» **Exercise set**
A. Using the circRNA text, answer:
(i) Which reference genome were the reads aligned to, and with which tool?
(ii) Which circRNAs were kept for further analysis?
(iii) Which cutoffs marked a circRNA as differentially expressed?
B. Rewrite the paragraph of the circRNA text that begins "Four tools, including" as a short list of steps, keeping its main facts.
C. Write the next part of the circRNA text, picking up after its last sentence.

» **Extract provided**
══════════

Immune checkpoint blocakde-related circRNA signature (ICBcircSig) score model based on progression-free survival-related circRNAs to predict immunotherapy efficacy. Here, we provided codes for identification of circRNAs in the ICB samples, identification of differentially expressed circRNAs between responders and non-responders, and development of ICBcircSig score model by machine learning
Four tools, including CIRI2, find_circ, CircExplorer2, and CircRNA_finder were applied to identify circRNA with default settings. After FastQC (http://www.bioinformatics.babraham.ac. uk/projects/fastqc/) for assessment of the data quality, reads that passed thresholds were aligned to reference genome (GRCh38) using hisat2 with the default setting to obtain mapped and unmapped reads in bam files. Unmapped reads were retrieved by samtools from bam files, and unmapped reads in fastq format were done by bedtools bamtofastq. We employed each program to identify circRNAs with default parameters and annotated with gencode_v28. CircRNAs identified by at least two tools with ≥ 2 back-splice reads were retained for further analysis.
To identify differentially expressed circRNAs between responders and non-responders samples in pre-treatment (PRE) and early during treatment (EDT), respectively, a linear mixed-effects model(LME) which allows for nested random effects (each individual sample) and considers for potential confounding factors was utilized and executed by the lme program in the R package. P-value < 0.05 and |log2 (fold change)| ≥ 0.5 was considered as statistical significance.

══════════

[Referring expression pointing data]
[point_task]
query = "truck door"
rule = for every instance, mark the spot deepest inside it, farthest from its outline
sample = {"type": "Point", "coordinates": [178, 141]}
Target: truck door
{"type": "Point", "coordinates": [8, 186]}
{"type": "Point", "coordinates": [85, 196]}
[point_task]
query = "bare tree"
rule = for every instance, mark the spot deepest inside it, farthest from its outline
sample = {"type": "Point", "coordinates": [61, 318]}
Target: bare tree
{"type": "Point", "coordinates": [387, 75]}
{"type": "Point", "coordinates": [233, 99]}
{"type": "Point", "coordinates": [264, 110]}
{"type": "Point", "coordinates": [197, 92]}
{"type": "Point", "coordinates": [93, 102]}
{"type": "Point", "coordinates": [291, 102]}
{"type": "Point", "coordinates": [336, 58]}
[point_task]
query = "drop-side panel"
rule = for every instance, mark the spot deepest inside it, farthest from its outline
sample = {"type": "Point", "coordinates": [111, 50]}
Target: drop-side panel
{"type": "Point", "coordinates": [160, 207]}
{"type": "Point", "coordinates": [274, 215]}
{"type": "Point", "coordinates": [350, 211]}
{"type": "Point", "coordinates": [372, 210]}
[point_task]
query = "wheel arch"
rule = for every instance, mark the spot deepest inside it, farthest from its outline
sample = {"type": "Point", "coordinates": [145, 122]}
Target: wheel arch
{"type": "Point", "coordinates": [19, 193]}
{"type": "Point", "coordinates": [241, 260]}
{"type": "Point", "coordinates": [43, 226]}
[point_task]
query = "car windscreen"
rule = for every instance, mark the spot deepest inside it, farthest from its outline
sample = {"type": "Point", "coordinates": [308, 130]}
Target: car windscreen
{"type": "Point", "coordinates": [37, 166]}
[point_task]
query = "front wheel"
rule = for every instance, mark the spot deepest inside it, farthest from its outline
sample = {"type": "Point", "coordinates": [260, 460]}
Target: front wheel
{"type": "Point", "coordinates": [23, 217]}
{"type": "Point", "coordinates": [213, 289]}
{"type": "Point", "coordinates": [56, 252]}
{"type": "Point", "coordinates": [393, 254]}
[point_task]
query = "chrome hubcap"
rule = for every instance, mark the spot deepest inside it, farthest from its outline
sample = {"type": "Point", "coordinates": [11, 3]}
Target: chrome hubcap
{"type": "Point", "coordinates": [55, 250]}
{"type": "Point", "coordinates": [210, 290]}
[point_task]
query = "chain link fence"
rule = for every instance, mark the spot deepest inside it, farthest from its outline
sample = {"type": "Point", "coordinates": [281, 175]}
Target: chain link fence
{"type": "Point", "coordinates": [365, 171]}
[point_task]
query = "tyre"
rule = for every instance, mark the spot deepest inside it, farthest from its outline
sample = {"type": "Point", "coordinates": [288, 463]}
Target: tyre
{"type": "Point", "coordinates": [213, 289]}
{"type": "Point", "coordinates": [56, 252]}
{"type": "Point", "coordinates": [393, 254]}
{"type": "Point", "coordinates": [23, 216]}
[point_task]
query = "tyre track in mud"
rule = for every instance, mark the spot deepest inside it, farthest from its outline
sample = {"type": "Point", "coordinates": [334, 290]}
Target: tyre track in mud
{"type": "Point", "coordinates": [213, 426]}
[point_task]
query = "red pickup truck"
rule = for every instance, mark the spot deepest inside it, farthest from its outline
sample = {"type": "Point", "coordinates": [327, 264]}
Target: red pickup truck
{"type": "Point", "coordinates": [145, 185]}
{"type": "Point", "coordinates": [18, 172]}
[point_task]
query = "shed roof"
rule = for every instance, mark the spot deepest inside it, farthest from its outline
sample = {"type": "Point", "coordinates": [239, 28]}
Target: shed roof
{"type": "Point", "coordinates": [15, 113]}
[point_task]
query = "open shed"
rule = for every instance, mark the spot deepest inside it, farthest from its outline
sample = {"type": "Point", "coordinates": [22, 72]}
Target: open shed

══════════

» **Answers to the exercise**
A.
(i) GRCh38, using hisat2 with the default setting.
(ii) CircRNAs identified by at least two tools with ≥ 2 back-splice reads.
(iii) P-value < 0.05 and |log2 (fold change)| ≥ 0.5.

B.
- Check data quality with FastQC.
- Align reads that pass thresholds to the reference genome (GRCh38) with hisat2 (default setting), giving mapped and unmapped reads in bam files.
- Pull unmapped reads from the bam files with samtools, and convert them to fastq with bedtools bamtofastq.
- Identify circRNAs with CIRI2, find_circ, CircExplorer2, and CircRNA_finder (default parameters), and annotate them with gencode_v28.
- Keep circRNAs found by at least two tools with ≥ 2 back-splice reads.

C.
We utilized a machine learning-based algorithm to construct ICBcircSig. Briefly, (i) we performed univariate survival analysis to identify prognosis relevant circRNAs by assessing the association of progression-free survival (PFS) and the expression of circRNAs; (ii) Based on LASSO Cox regression model, cv.glmnet function in R package glmnet68 was used. We first set seed 123, and deviance to measure loss to use for cross-validation and 5 folds, to develop the LASSO Cox regression model. Then we filtered circRNAs with lambda coefficient > 0 to retain the optimal combination from circRNAs in (i). The final signature, named “ICBcirSig”, include significant circRNAs (p < 0.05) by multivariate cox analysis of circRNAs in (ii). (iii) The ICBcircSig score of each sample was built through the following equations based on the expression value and multivariate Cox regression coefficient (1.001 ∗ circTMTC3 + 1.048 ∗ circFAM117B).